Pages

Thursday, January 19, 2012

curhat tentang menakar cinta


hari ini 20 menit yang lalu, kisah cinta saya berakhir dengan tanpa adanya kata putus, dia hanya mengatakan bahwa “semoga kamu mendapatkan yang terbaik”. Bagi saya itu sudah merupakan sebuah penegasan bahwa dia menginginkan berakhirnya hubungan ini. Sebenarnya kata “putus” memang bukanlah sebuah kata sakti yang mengindikasikan bahwa telah berakhirnya hubungan cinta yang pernah dibangun oleh dua orang yang pernah saling mencintai. Kenapa saya mengatakan “pernah” karena bisa saja ketika seseorang mengujarkan pernyataan seperti yang ter-italic di atas, sudah tidak tersisa sedikit cinta lagi dihatinya. Bukankah cinta harus diperjuangkan? Seperti apapun misalnya kondisinya. Tapi sudahlah disini saya tidak akan berbagi soal apakah dia masih mencintai saya atau tidak. Sesungguhnya yang ingin saya tekankan disini adalah kata “putus” tadi. Kata-kata itu terasa begitu menyesakkan dada, diucapkan atau tidak kata itu terasa seperti menjadi bara bagi seseorang yang masih mencintai kekasihnya sepenuh hati seperti yang saya rasakan saat ini. Cinta yang begitu susah payah saya bangun selama berbulan-bulan akhirnya berakhir hanya dengan sebuah alasan yang tidak cukup rasional untuk ukuran peradaban hari ini. Kadar dari cinta itulah yang menjadi persoalannya…
            Elegi ini berawal dari ketakutan-ketakutan kekasih saya(dia akan tetap menjadi kekasih di dalam hati saya) mengenai kadar cinta yang saya miliki terhadapnya. Seringkali dia mempertanyakan posisinya dihati saya, pun seberapa besar saya mencintainya. Alasan ini coba dihadirkan olehnya demi menggugat kapasitas cinta yang saya miliki. Dia merasa bahwa selama ini cinta yang saya berikan tidaklah cukup mewakilkan arti cinta yang sebenarnya yang ada di dalam imajinasinya. Ketika kita akan selalu ada untuk orang yang kita cintai dan ketika berkorban menjadi satu-satunya parameter untuk meretas takaran cinta kita….
Tentunya dalam hal ini dia tidak sepenuhnya salah apabila memang kondisinya memungkinkan, walaupun saya pikir ini tidak seluruhnya logis ketika berkorban menjadi acuan di dalam menguraikan arti cinta yang sebenarnya. Tetapi ini situasinya berbeda, kita menjalin cinta jarak jauh. Bagaimana mungkin saya akan selalu ada untuknya sementara kita dipisahkan oleh jarak yang jauhnya ribuan kilometer. Pastinya jika ingin sepenuhnya adil, pula saya bisa memprotes kepadanya mengapa bukan dia yang harus selalu ada untuk saya. Bukankah konsep bekorban tidak hanya menjadi milik salah satu pihak? Tetapi tidak, disini saya bukan sedang mencoba mencari pembenaran-pembenaran, dan saya pikir itu juga merupakan wujud dari berkorbannya saya, saat tidak pernah mempertanyakan hal ini kepadanya.

## Soal Tugas
Dalam tulisan curhat di atas, kalimat apa yang diucapkan sang kekasih ketika kisah cinta tersebut berakhir?

Entri anotasi koordinat
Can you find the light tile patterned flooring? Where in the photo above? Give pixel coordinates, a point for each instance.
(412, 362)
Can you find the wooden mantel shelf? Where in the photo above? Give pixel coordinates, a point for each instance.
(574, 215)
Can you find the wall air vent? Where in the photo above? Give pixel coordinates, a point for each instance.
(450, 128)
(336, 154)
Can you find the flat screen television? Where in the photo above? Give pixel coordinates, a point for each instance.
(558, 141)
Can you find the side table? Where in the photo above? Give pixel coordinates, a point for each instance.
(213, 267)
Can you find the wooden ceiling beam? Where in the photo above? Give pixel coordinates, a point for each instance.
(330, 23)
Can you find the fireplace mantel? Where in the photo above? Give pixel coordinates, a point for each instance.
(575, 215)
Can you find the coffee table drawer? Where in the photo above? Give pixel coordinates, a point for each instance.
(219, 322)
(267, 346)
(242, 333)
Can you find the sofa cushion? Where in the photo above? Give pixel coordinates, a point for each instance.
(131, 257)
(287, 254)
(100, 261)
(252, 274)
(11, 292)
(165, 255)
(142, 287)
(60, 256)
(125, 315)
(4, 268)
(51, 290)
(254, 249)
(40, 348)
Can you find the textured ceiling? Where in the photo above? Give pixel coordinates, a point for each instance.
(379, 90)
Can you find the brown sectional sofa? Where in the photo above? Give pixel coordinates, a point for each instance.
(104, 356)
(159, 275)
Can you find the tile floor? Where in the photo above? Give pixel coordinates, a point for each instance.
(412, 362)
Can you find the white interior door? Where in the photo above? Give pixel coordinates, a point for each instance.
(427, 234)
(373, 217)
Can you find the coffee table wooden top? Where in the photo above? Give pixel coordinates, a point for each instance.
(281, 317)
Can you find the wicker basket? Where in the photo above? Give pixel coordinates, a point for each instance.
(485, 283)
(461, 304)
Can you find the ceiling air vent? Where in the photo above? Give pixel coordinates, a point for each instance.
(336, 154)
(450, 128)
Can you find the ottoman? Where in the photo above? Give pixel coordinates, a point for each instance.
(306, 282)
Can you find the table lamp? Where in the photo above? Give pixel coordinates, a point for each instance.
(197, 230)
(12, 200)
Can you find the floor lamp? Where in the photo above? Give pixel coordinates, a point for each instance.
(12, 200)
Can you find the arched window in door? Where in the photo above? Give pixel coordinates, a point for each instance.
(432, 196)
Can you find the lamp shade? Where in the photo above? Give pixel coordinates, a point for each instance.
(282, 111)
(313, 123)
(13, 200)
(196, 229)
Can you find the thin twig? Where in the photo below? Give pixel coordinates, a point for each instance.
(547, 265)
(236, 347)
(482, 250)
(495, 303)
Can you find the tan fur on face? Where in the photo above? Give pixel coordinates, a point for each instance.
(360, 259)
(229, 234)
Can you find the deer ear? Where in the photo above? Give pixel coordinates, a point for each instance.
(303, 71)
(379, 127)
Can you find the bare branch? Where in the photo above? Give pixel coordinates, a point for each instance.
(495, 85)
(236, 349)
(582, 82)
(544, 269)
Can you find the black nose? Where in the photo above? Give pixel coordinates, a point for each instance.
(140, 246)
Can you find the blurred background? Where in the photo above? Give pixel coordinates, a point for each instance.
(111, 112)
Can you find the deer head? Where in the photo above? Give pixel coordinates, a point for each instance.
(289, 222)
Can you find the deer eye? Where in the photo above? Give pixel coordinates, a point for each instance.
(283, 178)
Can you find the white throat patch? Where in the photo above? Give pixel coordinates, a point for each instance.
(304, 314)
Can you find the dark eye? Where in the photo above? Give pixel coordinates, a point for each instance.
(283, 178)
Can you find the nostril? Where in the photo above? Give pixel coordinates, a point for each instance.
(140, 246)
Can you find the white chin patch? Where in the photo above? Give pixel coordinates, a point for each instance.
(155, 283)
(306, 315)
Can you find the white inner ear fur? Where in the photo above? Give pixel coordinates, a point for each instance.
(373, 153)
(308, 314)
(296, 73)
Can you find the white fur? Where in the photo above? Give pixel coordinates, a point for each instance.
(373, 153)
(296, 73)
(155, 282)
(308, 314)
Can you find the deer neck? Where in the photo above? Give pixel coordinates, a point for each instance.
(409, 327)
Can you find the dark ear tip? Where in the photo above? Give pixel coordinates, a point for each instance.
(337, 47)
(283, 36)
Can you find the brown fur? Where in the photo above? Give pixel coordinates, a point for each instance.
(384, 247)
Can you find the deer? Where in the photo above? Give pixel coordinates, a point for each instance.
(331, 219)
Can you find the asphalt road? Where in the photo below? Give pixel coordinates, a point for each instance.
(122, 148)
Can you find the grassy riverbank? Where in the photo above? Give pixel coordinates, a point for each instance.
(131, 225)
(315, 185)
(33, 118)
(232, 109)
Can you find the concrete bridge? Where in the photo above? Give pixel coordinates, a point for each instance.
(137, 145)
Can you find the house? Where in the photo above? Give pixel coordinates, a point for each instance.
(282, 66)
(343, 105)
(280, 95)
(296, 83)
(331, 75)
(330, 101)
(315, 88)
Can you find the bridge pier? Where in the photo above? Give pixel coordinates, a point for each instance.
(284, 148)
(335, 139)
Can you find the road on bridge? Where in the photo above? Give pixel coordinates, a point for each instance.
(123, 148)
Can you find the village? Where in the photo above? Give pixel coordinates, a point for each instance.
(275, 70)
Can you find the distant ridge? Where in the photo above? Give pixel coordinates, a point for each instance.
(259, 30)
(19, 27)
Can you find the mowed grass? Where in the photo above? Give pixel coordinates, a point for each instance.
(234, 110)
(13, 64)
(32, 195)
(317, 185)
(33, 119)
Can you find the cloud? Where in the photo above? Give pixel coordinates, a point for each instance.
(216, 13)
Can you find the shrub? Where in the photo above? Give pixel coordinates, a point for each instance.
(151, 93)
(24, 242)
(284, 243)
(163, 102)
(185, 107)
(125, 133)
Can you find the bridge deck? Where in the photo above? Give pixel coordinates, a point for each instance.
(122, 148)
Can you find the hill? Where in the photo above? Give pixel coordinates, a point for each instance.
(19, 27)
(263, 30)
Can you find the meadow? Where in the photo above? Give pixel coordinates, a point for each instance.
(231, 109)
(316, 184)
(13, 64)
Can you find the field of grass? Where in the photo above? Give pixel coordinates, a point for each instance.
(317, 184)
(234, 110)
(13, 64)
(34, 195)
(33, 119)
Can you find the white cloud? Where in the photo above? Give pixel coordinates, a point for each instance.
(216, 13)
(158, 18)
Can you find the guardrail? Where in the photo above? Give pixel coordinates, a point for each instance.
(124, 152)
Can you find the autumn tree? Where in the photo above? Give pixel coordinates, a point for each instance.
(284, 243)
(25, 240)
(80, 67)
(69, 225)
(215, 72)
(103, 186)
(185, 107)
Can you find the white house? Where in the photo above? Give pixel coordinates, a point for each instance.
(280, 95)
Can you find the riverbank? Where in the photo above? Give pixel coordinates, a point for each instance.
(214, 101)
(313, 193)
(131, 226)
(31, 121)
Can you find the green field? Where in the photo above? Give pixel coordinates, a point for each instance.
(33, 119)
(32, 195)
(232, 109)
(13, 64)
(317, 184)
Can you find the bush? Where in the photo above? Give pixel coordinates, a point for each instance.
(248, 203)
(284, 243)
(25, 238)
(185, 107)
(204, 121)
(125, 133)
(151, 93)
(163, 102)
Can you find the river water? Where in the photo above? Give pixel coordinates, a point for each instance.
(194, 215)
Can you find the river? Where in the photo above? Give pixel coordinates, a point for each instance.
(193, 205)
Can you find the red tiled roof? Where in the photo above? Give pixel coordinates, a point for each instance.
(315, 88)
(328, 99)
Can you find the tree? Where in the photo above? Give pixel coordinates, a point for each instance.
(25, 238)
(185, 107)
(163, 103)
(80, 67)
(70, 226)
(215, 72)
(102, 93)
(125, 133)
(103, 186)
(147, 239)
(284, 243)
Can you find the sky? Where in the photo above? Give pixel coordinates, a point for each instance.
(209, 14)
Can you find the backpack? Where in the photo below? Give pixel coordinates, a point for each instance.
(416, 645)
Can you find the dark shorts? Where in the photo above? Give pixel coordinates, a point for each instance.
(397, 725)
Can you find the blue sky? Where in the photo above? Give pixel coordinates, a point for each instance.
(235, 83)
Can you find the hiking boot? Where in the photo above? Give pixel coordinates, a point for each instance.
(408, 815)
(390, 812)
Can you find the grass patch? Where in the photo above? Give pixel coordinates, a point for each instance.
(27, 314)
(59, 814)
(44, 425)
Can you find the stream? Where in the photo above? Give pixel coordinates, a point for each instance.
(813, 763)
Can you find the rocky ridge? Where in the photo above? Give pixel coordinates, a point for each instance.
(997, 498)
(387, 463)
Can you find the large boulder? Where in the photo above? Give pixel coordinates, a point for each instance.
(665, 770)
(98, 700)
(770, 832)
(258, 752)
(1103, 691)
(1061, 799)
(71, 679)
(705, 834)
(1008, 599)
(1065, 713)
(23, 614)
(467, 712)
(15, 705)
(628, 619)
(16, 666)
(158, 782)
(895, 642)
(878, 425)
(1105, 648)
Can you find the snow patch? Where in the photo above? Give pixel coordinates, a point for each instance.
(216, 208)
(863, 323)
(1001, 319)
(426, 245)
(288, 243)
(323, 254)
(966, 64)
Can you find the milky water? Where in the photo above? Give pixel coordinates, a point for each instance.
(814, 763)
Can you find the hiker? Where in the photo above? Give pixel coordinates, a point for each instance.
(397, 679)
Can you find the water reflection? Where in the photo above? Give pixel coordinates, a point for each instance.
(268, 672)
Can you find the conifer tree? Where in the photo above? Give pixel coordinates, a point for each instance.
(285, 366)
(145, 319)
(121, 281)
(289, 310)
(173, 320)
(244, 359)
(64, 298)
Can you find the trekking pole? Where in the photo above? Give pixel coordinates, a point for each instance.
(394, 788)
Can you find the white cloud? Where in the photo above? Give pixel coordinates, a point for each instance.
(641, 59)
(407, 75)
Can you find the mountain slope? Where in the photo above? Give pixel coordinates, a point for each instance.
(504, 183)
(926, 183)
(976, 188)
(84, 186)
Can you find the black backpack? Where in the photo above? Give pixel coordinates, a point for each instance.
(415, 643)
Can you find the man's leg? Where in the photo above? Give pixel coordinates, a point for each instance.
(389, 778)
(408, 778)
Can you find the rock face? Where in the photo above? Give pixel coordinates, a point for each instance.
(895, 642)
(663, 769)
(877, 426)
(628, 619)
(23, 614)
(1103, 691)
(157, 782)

## Jawaban Tugas
Sang kekasih hanya mengatakan, "semoga kamu mendapatkan yang terbaik".